--- start RECORDS TO PROCESS ---

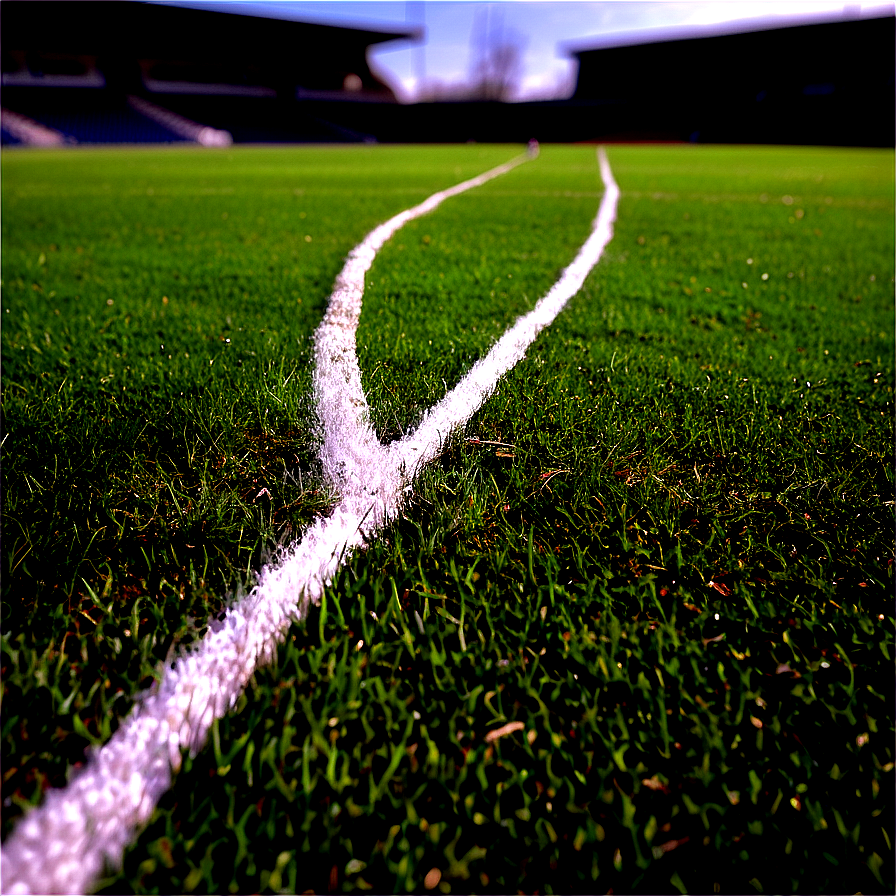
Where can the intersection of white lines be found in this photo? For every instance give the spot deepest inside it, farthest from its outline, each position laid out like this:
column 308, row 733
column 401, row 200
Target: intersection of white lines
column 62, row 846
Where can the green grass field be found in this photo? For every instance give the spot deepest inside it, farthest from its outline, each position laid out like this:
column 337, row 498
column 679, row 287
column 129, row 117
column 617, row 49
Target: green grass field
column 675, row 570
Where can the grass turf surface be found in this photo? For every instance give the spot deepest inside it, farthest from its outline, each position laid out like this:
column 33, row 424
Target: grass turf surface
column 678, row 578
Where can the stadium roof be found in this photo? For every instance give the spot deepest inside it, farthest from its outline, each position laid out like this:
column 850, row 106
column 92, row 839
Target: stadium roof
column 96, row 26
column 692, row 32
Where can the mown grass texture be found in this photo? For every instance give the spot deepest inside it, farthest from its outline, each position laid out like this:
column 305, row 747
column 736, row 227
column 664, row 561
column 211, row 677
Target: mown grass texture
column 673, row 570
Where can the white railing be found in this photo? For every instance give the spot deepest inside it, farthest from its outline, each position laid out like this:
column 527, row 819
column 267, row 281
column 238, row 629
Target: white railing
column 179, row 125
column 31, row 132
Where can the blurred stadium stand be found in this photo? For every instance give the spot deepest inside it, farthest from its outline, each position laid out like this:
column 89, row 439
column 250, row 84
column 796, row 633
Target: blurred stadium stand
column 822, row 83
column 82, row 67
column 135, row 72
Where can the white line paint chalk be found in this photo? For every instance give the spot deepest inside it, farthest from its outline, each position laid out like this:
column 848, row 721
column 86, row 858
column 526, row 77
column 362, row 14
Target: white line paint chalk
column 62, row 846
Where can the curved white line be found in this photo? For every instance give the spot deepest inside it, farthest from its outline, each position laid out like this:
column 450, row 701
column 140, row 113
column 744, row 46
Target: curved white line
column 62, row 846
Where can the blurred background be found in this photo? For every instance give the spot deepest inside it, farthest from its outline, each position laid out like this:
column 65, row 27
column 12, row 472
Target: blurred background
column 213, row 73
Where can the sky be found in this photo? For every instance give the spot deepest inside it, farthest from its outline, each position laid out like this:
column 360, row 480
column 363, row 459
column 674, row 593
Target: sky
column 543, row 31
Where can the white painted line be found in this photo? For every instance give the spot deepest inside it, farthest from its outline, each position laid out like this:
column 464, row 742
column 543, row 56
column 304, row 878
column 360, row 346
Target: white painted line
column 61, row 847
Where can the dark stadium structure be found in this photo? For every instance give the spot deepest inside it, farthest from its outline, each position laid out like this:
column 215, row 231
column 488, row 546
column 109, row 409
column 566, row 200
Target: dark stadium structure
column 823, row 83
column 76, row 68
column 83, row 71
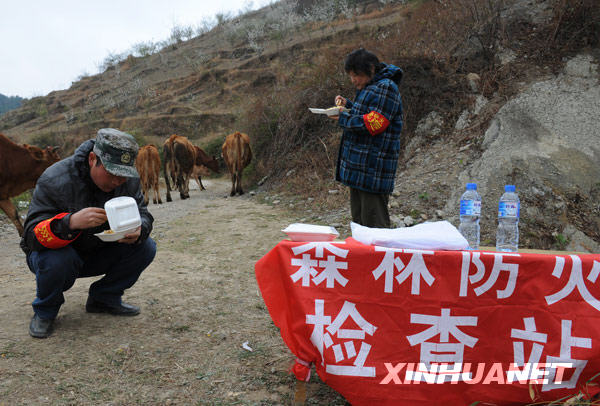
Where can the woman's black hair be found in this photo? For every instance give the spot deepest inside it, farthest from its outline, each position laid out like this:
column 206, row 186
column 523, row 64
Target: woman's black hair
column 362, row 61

--- end RECORDS TO PROCESS ---

Please copy out, word for word, the lines starting with the one containing "Where can the stadium" and going on through the one containing "column 692, row 32", both included.

Where can the stadium roof be found in this photo? For every instance give the spot deepest inside it, farthest from its outline, each position laid out like this:
column 850, row 106
column 92, row 839
Target: stadium roof
column 96, row 26
column 692, row 32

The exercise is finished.